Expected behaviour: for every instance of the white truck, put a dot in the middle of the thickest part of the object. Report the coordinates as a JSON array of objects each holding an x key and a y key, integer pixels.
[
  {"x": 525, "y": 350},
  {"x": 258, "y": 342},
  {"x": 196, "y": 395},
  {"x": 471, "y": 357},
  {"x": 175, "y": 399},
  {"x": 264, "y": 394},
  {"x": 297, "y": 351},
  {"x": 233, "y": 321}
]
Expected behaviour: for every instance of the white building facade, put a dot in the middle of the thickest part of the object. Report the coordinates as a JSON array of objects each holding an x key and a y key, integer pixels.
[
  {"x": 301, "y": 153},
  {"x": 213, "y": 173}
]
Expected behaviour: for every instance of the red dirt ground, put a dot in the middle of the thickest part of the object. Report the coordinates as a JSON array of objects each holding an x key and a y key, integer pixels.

__________________________________________________

[Problem statement]:
Give every part of the material again, exactly as written.

[Solution for this problem]:
Expected behaviour: for every instance of the white truck, put a dot in the middle of the thickest part of the object. Report the coordinates as a JSON array of objects each holding an x key and a y key, integer pixels.
[
  {"x": 525, "y": 350},
  {"x": 258, "y": 342},
  {"x": 196, "y": 395},
  {"x": 471, "y": 357},
  {"x": 175, "y": 399},
  {"x": 264, "y": 394},
  {"x": 297, "y": 351},
  {"x": 233, "y": 321}
]
Expected behaviour: for every instance of the white building facade, put a dot in the middle of the thickest part of the object. Report the coordinates as a JSON array of objects each holding an x key and a y key, integer pixels.
[
  {"x": 301, "y": 153},
  {"x": 213, "y": 173}
]
Expected behaviour: for every instance of the red dirt ground, put a dot in the middle of the thickest part of the object. Report the coordinates as a JSON array of objects each holding an x key and a y key, integer pixels.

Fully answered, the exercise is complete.